Exercise brief: Set down, in full, every record in the block.

(Region labeling items)
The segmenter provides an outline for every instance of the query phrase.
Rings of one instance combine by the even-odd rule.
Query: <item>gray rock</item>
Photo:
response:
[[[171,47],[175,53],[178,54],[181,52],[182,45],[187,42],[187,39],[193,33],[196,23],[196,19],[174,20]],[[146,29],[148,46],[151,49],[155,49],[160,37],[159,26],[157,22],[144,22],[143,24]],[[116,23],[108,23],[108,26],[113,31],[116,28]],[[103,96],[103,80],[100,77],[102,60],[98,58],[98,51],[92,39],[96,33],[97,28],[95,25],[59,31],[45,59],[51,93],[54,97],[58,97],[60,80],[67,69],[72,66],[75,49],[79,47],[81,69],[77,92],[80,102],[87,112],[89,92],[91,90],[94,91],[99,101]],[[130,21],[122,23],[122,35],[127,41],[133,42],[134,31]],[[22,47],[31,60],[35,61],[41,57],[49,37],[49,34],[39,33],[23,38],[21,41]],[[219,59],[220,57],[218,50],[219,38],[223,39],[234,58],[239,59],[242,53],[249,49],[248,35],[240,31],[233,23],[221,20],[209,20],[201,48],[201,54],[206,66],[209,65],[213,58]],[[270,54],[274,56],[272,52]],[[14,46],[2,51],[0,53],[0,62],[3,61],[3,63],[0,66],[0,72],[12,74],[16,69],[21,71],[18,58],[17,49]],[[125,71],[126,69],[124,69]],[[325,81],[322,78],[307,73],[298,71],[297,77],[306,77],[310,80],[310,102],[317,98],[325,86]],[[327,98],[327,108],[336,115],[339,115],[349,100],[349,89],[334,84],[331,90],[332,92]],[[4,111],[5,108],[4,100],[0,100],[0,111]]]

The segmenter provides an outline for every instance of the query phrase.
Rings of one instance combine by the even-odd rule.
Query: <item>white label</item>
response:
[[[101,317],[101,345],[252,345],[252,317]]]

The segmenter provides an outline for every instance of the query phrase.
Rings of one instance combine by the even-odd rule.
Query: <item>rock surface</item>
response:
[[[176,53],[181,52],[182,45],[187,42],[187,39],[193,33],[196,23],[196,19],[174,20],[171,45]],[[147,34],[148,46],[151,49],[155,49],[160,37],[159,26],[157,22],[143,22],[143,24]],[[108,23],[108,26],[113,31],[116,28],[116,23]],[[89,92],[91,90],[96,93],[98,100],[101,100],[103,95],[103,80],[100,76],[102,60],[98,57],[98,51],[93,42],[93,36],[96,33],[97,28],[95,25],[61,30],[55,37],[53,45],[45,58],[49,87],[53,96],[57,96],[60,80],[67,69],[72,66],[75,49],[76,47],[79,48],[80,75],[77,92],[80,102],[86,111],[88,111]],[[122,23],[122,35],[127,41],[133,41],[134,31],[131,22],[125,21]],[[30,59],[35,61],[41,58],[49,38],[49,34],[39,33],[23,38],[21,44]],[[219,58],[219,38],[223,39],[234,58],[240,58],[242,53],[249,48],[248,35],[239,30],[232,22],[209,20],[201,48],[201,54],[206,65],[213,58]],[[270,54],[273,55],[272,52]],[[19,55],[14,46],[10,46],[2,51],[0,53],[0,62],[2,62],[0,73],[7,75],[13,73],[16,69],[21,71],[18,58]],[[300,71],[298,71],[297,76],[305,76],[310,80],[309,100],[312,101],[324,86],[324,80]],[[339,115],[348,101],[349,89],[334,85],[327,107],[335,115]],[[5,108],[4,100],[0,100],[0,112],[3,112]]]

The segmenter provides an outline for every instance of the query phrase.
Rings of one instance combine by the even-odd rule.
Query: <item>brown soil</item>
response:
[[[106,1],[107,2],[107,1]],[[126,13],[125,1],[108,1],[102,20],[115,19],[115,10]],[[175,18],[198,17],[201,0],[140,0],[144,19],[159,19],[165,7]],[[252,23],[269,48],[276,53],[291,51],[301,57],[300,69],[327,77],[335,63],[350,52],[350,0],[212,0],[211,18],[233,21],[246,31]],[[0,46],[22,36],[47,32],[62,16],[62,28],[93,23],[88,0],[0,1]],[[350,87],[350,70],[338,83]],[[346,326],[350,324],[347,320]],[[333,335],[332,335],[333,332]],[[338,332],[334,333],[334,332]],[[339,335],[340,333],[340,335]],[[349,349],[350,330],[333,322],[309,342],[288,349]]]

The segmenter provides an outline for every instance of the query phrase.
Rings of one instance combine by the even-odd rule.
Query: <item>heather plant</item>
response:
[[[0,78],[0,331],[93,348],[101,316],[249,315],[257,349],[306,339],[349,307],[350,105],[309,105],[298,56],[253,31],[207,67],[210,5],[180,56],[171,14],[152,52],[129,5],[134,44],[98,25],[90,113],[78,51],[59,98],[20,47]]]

Solution:
The segmenter provides an outline for every instance of the query phrase.
Rings of one instance combine by the even-odd rule.
Query: <item>gray rock</item>
Photo:
response:
[[[171,47],[175,53],[178,54],[181,52],[182,45],[187,42],[187,39],[193,33],[196,23],[196,19],[174,20]],[[146,29],[148,46],[151,49],[155,49],[160,37],[159,26],[157,22],[144,22],[143,24]],[[116,23],[108,23],[108,26],[113,31],[116,28]],[[103,96],[103,80],[100,77],[102,60],[98,58],[98,51],[92,39],[96,33],[97,28],[95,25],[59,31],[45,59],[51,93],[54,97],[58,97],[60,80],[67,69],[72,66],[75,49],[79,47],[81,69],[77,92],[80,102],[87,112],[89,92],[91,90],[94,91],[99,101]],[[130,21],[122,23],[122,35],[127,41],[133,42],[134,31]],[[22,47],[31,60],[35,61],[41,57],[49,37],[49,34],[39,33],[23,38],[21,41]],[[219,59],[220,57],[218,50],[219,38],[223,39],[234,58],[239,59],[242,53],[249,49],[248,35],[240,31],[233,23],[221,20],[209,20],[201,48],[201,54],[206,66],[209,65],[213,58]],[[270,54],[274,56],[272,52]],[[14,46],[2,51],[0,53],[0,62],[3,61],[3,63],[0,66],[0,72],[12,74],[16,69],[21,71],[18,58],[17,49]],[[125,71],[126,69],[124,69]],[[325,81],[322,78],[307,73],[298,71],[297,77],[306,77],[310,80],[310,102],[317,98],[325,86]],[[327,98],[327,108],[336,115],[339,115],[349,100],[349,89],[334,84],[331,90],[332,92]],[[4,111],[5,108],[4,100],[0,100],[0,111]]]

The segmenter provides an outline for every instance of the query phrase.
Rings of one instance combine by the even-odd rule.
Query: <item>white label</item>
response:
[[[101,317],[101,345],[252,345],[252,317]]]

The segmenter provides an outline for every instance of the query phrase.
Rings of one instance combine by the even-odd rule.
Query: <item>rock surface</item>
response:
[[[176,53],[181,52],[182,45],[187,42],[187,39],[193,33],[196,23],[196,19],[174,20],[171,45]],[[147,34],[148,46],[151,49],[155,49],[160,37],[159,26],[157,22],[143,22],[143,24]],[[108,23],[108,26],[113,31],[116,28],[116,23]],[[89,92],[91,90],[96,93],[98,100],[101,100],[103,95],[103,80],[100,76],[102,60],[98,57],[98,51],[93,42],[93,36],[96,33],[97,28],[95,25],[61,30],[55,37],[53,45],[45,58],[49,87],[53,96],[57,96],[60,80],[67,69],[72,66],[75,49],[76,47],[79,48],[80,75],[77,92],[80,102],[86,111],[88,111]],[[122,23],[122,35],[127,41],[133,41],[134,31],[131,22],[125,21]],[[30,59],[35,61],[41,58],[49,38],[49,34],[39,33],[23,38],[21,44]],[[219,58],[219,38],[223,39],[234,58],[240,58],[242,53],[249,48],[248,35],[239,30],[232,22],[209,20],[201,48],[201,54],[206,65],[213,58]],[[270,54],[273,55],[272,52]],[[19,55],[14,46],[10,46],[2,51],[0,53],[0,62],[2,62],[0,73],[7,75],[13,73],[16,69],[21,71],[18,58]],[[300,71],[298,71],[297,76],[305,76],[310,80],[309,100],[312,101],[324,86],[324,80]],[[339,115],[348,101],[349,89],[334,85],[327,107],[335,115]],[[5,108],[4,100],[0,100],[0,112],[3,112]]]

The segmenter provides an outline for every instance of the query phrase.
Rings of one instance combine by the even-odd rule.
Query: <item>brown soil</item>
response:
[[[106,1],[107,2],[107,1]],[[126,13],[125,1],[108,1],[102,20],[115,19],[115,10]],[[175,18],[198,17],[201,0],[140,0],[144,19],[159,19],[165,7]],[[252,23],[269,48],[276,53],[291,51],[301,57],[300,69],[327,77],[335,63],[350,52],[350,0],[212,0],[211,18],[233,21],[246,31]],[[0,46],[22,36],[47,32],[62,16],[62,28],[93,23],[88,0],[0,1]],[[350,87],[350,70],[338,83]],[[346,326],[350,324],[347,320]],[[333,335],[332,335],[333,332]],[[338,332],[334,333],[334,332]],[[339,335],[340,333],[340,335]],[[349,349],[350,330],[333,322],[309,342],[288,349]]]

The segmenter provides an outline for every instance of the query phrase.
Rings of one instance combine by the even-odd rule.
Query: <item>heather plant</item>
response:
[[[0,78],[0,331],[93,348],[101,316],[249,315],[257,349],[306,339],[349,307],[350,105],[309,105],[298,56],[253,31],[207,67],[210,5],[180,56],[171,14],[152,52],[129,5],[134,44],[98,25],[90,113],[78,51],[59,98],[20,47]]]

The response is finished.